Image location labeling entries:
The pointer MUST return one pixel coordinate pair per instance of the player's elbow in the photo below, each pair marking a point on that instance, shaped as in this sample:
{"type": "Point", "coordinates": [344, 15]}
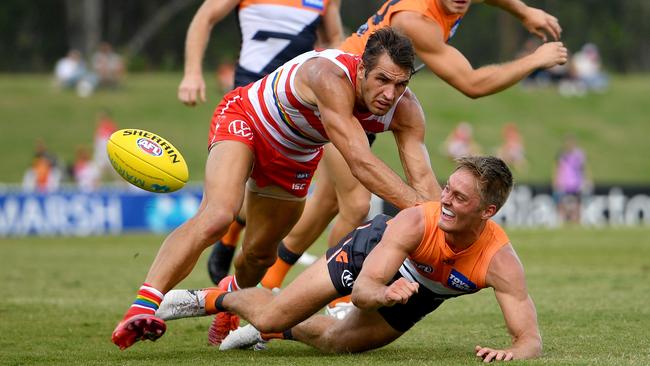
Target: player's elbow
{"type": "Point", "coordinates": [473, 92]}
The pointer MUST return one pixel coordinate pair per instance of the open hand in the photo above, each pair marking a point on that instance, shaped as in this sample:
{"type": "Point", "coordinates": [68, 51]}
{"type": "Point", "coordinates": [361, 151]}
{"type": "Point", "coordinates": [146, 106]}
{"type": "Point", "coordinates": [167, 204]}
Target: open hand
{"type": "Point", "coordinates": [491, 354]}
{"type": "Point", "coordinates": [542, 24]}
{"type": "Point", "coordinates": [399, 292]}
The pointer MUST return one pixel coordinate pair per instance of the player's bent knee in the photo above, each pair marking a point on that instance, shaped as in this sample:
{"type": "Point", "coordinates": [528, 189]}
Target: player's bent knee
{"type": "Point", "coordinates": [356, 209]}
{"type": "Point", "coordinates": [260, 258]}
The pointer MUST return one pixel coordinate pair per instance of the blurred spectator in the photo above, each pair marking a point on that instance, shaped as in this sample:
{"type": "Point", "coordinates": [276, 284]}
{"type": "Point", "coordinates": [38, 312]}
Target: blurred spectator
{"type": "Point", "coordinates": [586, 73]}
{"type": "Point", "coordinates": [103, 131]}
{"type": "Point", "coordinates": [44, 174]}
{"type": "Point", "coordinates": [108, 66]}
{"type": "Point", "coordinates": [512, 150]}
{"type": "Point", "coordinates": [226, 76]}
{"type": "Point", "coordinates": [84, 172]}
{"type": "Point", "coordinates": [542, 77]}
{"type": "Point", "coordinates": [460, 142]}
{"type": "Point", "coordinates": [588, 69]}
{"type": "Point", "coordinates": [570, 180]}
{"type": "Point", "coordinates": [69, 70]}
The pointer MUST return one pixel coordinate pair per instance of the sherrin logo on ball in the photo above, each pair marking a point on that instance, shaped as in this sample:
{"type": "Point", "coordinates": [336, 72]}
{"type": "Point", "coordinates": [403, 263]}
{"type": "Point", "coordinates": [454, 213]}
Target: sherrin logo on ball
{"type": "Point", "coordinates": [149, 147]}
{"type": "Point", "coordinates": [147, 160]}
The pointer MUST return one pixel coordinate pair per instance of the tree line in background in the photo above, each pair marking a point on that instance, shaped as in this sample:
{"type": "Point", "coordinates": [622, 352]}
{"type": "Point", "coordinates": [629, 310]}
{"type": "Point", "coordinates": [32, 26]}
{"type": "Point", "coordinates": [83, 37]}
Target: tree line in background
{"type": "Point", "coordinates": [151, 33]}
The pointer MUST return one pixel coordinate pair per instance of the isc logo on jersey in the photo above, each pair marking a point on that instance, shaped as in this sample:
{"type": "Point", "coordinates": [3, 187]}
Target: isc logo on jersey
{"type": "Point", "coordinates": [316, 4]}
{"type": "Point", "coordinates": [147, 160]}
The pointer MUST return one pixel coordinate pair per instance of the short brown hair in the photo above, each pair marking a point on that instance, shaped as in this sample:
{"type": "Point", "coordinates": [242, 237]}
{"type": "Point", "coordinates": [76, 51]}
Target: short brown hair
{"type": "Point", "coordinates": [387, 40]}
{"type": "Point", "coordinates": [493, 176]}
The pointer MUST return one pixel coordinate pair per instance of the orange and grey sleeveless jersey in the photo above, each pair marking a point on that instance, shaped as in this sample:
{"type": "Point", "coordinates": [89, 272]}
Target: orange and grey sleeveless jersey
{"type": "Point", "coordinates": [273, 32]}
{"type": "Point", "coordinates": [447, 273]}
{"type": "Point", "coordinates": [291, 125]}
{"type": "Point", "coordinates": [431, 9]}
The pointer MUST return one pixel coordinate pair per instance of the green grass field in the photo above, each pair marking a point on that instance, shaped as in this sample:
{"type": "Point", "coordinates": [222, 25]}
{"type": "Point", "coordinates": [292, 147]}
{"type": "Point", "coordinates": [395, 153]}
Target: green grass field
{"type": "Point", "coordinates": [62, 297]}
{"type": "Point", "coordinates": [612, 127]}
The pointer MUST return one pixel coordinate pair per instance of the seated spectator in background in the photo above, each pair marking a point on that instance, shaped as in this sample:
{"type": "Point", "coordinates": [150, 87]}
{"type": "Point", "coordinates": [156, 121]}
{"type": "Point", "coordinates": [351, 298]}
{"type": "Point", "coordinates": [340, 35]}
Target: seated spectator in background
{"type": "Point", "coordinates": [105, 128]}
{"type": "Point", "coordinates": [226, 76]}
{"type": "Point", "coordinates": [570, 180]}
{"type": "Point", "coordinates": [84, 172]}
{"type": "Point", "coordinates": [44, 174]}
{"type": "Point", "coordinates": [460, 142]}
{"type": "Point", "coordinates": [586, 73]}
{"type": "Point", "coordinates": [108, 66]}
{"type": "Point", "coordinates": [587, 68]}
{"type": "Point", "coordinates": [512, 150]}
{"type": "Point", "coordinates": [69, 70]}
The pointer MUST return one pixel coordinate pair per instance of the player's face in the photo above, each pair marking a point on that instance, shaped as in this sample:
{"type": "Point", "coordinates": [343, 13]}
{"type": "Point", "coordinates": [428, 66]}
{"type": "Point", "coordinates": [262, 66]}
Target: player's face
{"type": "Point", "coordinates": [455, 6]}
{"type": "Point", "coordinates": [383, 85]}
{"type": "Point", "coordinates": [461, 203]}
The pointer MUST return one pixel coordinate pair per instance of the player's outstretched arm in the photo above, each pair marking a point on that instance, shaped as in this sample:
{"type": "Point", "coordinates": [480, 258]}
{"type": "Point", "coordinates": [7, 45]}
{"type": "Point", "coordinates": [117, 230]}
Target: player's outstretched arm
{"type": "Point", "coordinates": [322, 83]}
{"type": "Point", "coordinates": [506, 276]}
{"type": "Point", "coordinates": [403, 235]}
{"type": "Point", "coordinates": [454, 68]}
{"type": "Point", "coordinates": [192, 87]}
{"type": "Point", "coordinates": [536, 21]}
{"type": "Point", "coordinates": [408, 127]}
{"type": "Point", "coordinates": [330, 33]}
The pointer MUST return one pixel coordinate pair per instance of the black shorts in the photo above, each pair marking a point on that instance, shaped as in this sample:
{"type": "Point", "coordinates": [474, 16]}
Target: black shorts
{"type": "Point", "coordinates": [344, 263]}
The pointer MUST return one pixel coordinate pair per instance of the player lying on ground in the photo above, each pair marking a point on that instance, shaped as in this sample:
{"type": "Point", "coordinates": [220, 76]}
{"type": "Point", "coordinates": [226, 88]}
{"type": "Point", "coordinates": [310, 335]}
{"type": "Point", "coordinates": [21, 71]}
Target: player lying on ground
{"type": "Point", "coordinates": [267, 138]}
{"type": "Point", "coordinates": [429, 24]}
{"type": "Point", "coordinates": [398, 270]}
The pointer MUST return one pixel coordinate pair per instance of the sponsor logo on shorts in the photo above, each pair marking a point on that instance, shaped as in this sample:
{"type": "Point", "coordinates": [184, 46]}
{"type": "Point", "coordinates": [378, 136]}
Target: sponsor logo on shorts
{"type": "Point", "coordinates": [150, 147]}
{"type": "Point", "coordinates": [347, 279]}
{"type": "Point", "coordinates": [458, 281]}
{"type": "Point", "coordinates": [316, 4]}
{"type": "Point", "coordinates": [240, 128]}
{"type": "Point", "coordinates": [303, 175]}
{"type": "Point", "coordinates": [423, 267]}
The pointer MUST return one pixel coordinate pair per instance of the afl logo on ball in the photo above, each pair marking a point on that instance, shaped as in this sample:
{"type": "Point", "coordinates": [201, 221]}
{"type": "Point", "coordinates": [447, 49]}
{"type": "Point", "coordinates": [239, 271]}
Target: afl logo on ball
{"type": "Point", "coordinates": [149, 147]}
{"type": "Point", "coordinates": [240, 128]}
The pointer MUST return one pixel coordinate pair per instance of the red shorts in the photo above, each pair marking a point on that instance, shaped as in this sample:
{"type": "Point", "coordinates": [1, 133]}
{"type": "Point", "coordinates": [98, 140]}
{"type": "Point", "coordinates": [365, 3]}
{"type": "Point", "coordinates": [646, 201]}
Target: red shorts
{"type": "Point", "coordinates": [231, 122]}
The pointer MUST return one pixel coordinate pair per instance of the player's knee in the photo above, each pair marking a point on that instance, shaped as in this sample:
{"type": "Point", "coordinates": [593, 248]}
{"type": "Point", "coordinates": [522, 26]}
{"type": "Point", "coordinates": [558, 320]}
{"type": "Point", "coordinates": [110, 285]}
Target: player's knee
{"type": "Point", "coordinates": [356, 208]}
{"type": "Point", "coordinates": [259, 255]}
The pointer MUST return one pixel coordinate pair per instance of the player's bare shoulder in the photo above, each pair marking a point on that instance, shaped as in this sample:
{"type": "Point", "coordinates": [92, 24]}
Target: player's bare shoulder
{"type": "Point", "coordinates": [320, 79]}
{"type": "Point", "coordinates": [408, 113]}
{"type": "Point", "coordinates": [424, 32]}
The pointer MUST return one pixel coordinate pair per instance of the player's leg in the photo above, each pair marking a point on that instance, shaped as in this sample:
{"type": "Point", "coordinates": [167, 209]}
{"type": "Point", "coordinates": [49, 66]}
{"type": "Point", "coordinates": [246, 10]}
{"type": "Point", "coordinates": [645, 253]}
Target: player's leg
{"type": "Point", "coordinates": [269, 220]}
{"type": "Point", "coordinates": [223, 251]}
{"type": "Point", "coordinates": [319, 210]}
{"type": "Point", "coordinates": [271, 213]}
{"type": "Point", "coordinates": [228, 166]}
{"type": "Point", "coordinates": [359, 331]}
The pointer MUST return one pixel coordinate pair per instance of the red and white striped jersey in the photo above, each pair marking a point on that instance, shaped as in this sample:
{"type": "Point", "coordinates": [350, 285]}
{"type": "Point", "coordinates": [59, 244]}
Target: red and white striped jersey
{"type": "Point", "coordinates": [290, 124]}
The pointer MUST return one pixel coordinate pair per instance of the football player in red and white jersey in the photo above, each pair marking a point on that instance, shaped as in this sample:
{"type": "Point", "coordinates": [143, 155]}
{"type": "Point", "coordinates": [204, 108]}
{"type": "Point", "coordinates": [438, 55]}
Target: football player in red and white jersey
{"type": "Point", "coordinates": [267, 138]}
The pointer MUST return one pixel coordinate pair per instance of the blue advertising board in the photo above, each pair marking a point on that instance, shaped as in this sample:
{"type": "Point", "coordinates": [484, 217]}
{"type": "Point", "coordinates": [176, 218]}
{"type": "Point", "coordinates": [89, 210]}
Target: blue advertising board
{"type": "Point", "coordinates": [110, 211]}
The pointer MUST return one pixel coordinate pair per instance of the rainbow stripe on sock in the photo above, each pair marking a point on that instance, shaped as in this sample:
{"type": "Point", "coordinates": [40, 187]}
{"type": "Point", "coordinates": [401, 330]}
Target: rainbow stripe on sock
{"type": "Point", "coordinates": [148, 298]}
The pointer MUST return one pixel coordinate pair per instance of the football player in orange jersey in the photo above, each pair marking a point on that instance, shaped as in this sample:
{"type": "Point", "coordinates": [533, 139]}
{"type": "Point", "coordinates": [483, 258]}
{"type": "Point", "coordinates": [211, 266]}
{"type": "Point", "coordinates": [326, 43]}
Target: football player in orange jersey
{"type": "Point", "coordinates": [429, 24]}
{"type": "Point", "coordinates": [398, 270]}
{"type": "Point", "coordinates": [266, 140]}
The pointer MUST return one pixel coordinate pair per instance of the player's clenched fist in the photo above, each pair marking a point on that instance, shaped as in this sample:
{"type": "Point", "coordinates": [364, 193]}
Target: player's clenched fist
{"type": "Point", "coordinates": [490, 354]}
{"type": "Point", "coordinates": [399, 292]}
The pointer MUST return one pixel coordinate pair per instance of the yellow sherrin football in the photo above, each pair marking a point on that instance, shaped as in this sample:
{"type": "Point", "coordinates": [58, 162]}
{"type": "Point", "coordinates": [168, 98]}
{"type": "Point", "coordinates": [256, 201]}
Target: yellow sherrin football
{"type": "Point", "coordinates": [147, 160]}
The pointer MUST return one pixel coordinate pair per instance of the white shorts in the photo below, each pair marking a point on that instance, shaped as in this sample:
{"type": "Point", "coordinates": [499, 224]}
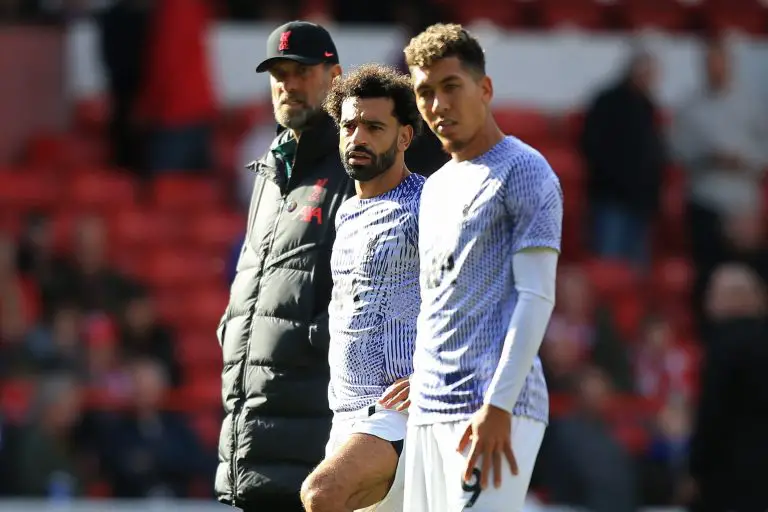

TASK DESCRIPTION:
Select every line in the records above that contains the word "knee", and copy each one.

SOLUTION FOR THIS PROBLEM:
The pointer MUST return one pixel coordinate pair per instance of the player's bent knee in the photo above, each pair marking a point on that instance, shaped as in this sample:
Target: player's bent knee
The pointer MUST return one pixel coordinate pair per instance of the player's knee in the photo above, each pair marking a point on that instance, shaped as in this sample:
Target: player's knee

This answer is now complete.